TEXT EXTRACT =
For several years that vision disappeared for me; or, rather, it hid itself away in some remote corner of my subconscious where, apparently, it took some lessons from recent history. During 1997 I once more consciously reflected on the subject, and at that time it seemed immediately obvious that the modus operandi previously adopted in pursuit of the dream would need to be in almost every respect turned on its head – or pulled inside out, if you prefer – if it stood a chance of finally succeeding. Again, this was due in no small part to the atmosphere of Realpolitik in which Australian universities were being forced to operate. Governments, it seemed, would not help in any tangible way; besides, governments came and went. Australian universities were engaged in a dogfight for supremacy and, in some cases, for survival. Sad to say, inter-university cooperation was furthest from their intentions. Had there been universal goodwill, the task of negotiating with scores of individuals in dozens of tertiary institutions, each with its own labyrinthine politics, would surely prove insurmountable anyway. Secure financial backing was essential, ideally from private enterprise and preferably from more than one source.

There had been another ‘problem’ with our attempts so far, an issue present throughout the tale, though one to which I have as yet hardly alluded. Our projects had all envisaged a study centre intended above all for researchers in the humanities, and for practitioners of the creative arts. In the intensely utilitarian atmosphere of recent years, universities, governments and prospective sponsors were all demanding that any new venture include as many major academic disciplines as possible, especially the professional faculties, and that, if at all appropriate, such a venture should cater for undergraduates as well. A proposed international undertaking needed to demonstrate links with Australian and foreign business, industry and government as well as with academic institutions. Scathing off-the-record remarks made by a member of the Hawke Government about the Arthur Boyd Foundation’s humanist charter, and duly reported to us, were emblematic of the prevailing attitude. Our focus on Italy and Europe, rather than on Australia’s own region, attracted criticism from the same source.

The best chance of success, then, surely lay with one university’s deciding to coordinate its energies and resources in the creation of a carefully conceived and costed proposal; one capable of offering both practical and intellectual rewards to the whole academic and student community, while at the same time drawing on, and reinforcing, that institution’s links with a wider world both in Australia and, in this case, Italy. With these considerations more or less consciously in mind, several members of the then Department of History at Monash decided in mid 1997 to launch what we called in a memo of 23 September addressed to ‘The Deputy Vice-Chancellor, International’, the ‘Monash European Studies Centre in Italy’ (MESCI). The timing seemed right. A new university administration at Monash was making ‘internationalisation’ a leitmotiv of its plans without having, in our judgment, very precise ideas about what to do next. As senior members of the university, knowledgeable about the workings of our institution and with excellent international contacts, we historians believed that we might help fill the vacuum, if such it was.

TASK REQUIREMENTS =
Using the Monash text, decide whether each statement agrees with it, answering yes or no and quoting the words that settle it. (a) Members of the Department of History at Monash launched the proposal in mid 1997. (b) Governments were expected to give tangible help. (c) The earlier projects envisaged a study centre mainly for researchers in the sciences. The listing that follows is separate material, unrelated to the text above it.

COLLECTED DATA =
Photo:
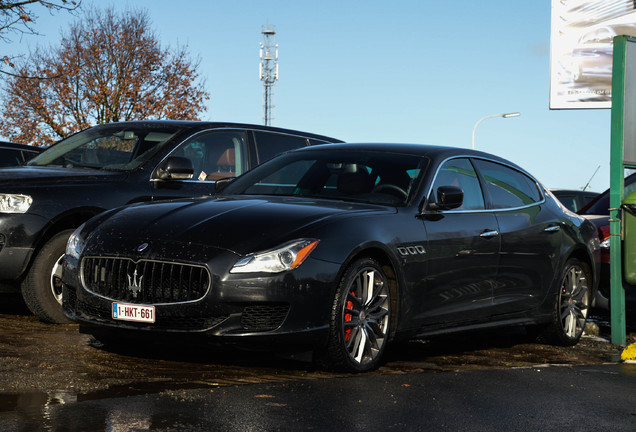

RESULT =
(a) Yes: "several members of the then Department of History at Monash decided in mid 1997 to launch"
(b) No: "Governments, it seemed, would not help in any tangible way"
(c) No: "a study centre intended above all for researchers in the humanities, and for practitioners of the creative arts"